# Instructions for the task
Would you restate the entries below word for word, starting at the first line and ending with the one that has "Mark the grey"?

# Material for this task
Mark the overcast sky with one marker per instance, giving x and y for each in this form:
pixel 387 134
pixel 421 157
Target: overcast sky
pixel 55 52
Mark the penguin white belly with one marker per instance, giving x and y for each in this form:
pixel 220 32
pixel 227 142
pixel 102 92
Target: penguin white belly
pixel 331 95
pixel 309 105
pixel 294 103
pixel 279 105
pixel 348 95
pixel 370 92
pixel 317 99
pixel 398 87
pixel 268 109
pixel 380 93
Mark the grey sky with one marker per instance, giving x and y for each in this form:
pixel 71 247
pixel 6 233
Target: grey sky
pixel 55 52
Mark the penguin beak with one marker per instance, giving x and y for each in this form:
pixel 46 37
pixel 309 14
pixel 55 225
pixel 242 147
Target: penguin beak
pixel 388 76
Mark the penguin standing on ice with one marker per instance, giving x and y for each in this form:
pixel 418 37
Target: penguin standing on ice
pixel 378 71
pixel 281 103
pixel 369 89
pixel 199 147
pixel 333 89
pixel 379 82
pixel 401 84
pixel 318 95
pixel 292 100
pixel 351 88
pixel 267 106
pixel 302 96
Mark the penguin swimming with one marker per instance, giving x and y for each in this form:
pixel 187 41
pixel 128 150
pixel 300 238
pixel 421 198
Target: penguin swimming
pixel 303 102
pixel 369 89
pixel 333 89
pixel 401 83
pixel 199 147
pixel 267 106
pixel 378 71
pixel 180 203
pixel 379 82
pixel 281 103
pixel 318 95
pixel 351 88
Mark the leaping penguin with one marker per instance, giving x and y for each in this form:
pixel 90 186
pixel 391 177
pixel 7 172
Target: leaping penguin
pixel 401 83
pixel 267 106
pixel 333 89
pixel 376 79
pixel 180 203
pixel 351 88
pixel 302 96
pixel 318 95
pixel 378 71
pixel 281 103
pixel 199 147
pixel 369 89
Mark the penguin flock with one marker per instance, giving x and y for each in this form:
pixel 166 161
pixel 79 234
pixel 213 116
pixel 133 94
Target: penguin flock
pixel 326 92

# Completed exercise
Mark the overcast sky with one marker per instance, giving x and y for each in this form:
pixel 387 134
pixel 421 157
Target: overcast sky
pixel 55 52
Mark the penguin white belly with one marker per instance, giving x and y for each in this form:
pixel 220 32
pixel 227 142
pixel 102 92
Target: penguin white belly
pixel 331 95
pixel 309 105
pixel 294 103
pixel 279 105
pixel 348 95
pixel 370 92
pixel 317 99
pixel 398 87
pixel 268 109
pixel 380 93
Mark the grey sky with one marker per instance, giving x and y for each in this form:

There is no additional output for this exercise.